• **STORED ROWS**:
-=-=-

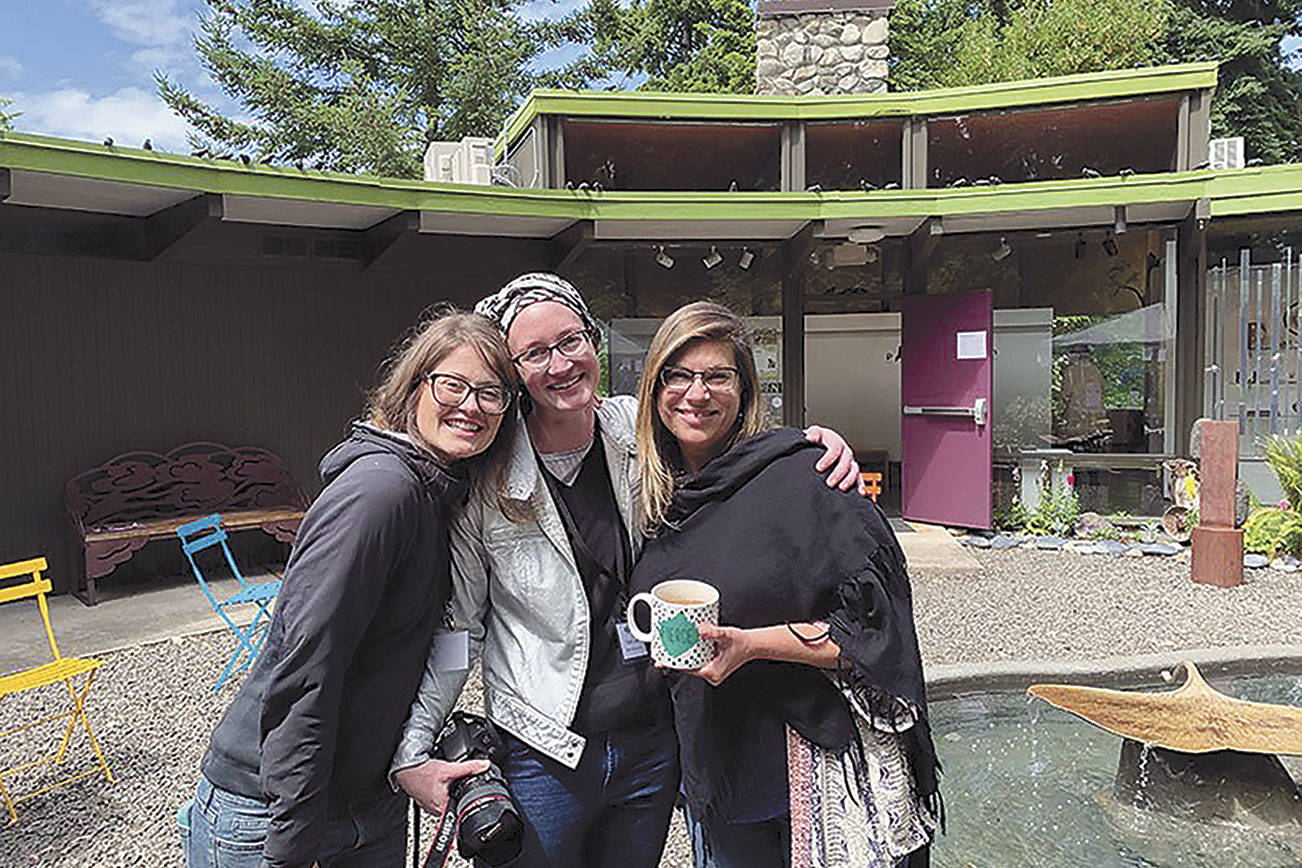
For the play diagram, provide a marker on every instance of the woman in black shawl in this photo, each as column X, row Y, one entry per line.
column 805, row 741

-=-=-

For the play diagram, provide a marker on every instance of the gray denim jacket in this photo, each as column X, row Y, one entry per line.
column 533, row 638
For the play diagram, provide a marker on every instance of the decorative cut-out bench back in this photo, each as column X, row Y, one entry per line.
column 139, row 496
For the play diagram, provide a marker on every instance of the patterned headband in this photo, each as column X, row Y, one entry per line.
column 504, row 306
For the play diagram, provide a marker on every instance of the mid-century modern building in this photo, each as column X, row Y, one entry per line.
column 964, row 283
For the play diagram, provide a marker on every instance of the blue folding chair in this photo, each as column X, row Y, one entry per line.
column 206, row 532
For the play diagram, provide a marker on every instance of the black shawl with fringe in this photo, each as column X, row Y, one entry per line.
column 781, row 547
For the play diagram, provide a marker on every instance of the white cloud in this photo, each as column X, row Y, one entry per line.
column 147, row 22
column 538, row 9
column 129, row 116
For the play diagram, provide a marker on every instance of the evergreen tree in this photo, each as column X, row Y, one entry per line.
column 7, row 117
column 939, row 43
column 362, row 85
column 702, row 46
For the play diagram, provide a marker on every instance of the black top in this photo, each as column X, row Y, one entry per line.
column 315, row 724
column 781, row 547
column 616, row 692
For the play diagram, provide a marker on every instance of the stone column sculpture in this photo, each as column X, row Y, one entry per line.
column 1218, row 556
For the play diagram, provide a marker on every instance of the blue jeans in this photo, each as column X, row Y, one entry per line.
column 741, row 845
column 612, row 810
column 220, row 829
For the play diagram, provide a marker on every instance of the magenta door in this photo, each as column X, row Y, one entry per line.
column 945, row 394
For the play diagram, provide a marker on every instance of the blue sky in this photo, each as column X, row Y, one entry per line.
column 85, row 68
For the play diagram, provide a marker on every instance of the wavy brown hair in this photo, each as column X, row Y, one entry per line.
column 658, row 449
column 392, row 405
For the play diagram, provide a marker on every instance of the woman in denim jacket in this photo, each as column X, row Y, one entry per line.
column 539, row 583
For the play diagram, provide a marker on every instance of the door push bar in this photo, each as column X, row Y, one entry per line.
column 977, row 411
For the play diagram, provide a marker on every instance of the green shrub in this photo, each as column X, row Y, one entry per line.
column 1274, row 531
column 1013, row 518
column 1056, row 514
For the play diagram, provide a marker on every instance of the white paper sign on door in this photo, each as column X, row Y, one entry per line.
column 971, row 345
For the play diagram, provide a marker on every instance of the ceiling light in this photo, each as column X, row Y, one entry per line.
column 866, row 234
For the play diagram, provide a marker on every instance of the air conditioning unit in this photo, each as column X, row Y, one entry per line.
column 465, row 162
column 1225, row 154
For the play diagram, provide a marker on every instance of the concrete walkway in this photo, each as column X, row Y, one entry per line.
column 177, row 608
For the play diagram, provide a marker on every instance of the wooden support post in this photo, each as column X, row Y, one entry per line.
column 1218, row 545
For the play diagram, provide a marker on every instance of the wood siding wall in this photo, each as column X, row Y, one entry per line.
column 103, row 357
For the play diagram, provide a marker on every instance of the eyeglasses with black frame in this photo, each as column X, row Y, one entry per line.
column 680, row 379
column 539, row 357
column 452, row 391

-=-=-

• **SET EXERCISE**: Copy the material from the line with "the air conditioning" to the line with "column 452, row 391", replacing "wooden support post" with "timber support post" and leaving everything else unchanged.

• **FULL OUTPUT**:
For the play diagram, provide a marker on every instance of the air conditioning unit in this photo, each as column X, row Y, one entry per line.
column 465, row 162
column 1225, row 154
For the play diagram, provide a marker on every instance of the concrete walkway in this photo, each as column X, row Y, one entry per line.
column 177, row 608
For the play diagram, provide a marker on every instance of the timber support post in this photo, each as column X, row Y, one entry per line.
column 1218, row 545
For the play diagram, provide a marker on every instance of the wood siding wall in this photo, each as column X, row Y, one entry per line.
column 103, row 357
For the play diagram, provide a marker on every instance of the eyeglasses with black frame in this photo, each as column X, row Y, one entry per line.
column 680, row 379
column 539, row 357
column 452, row 391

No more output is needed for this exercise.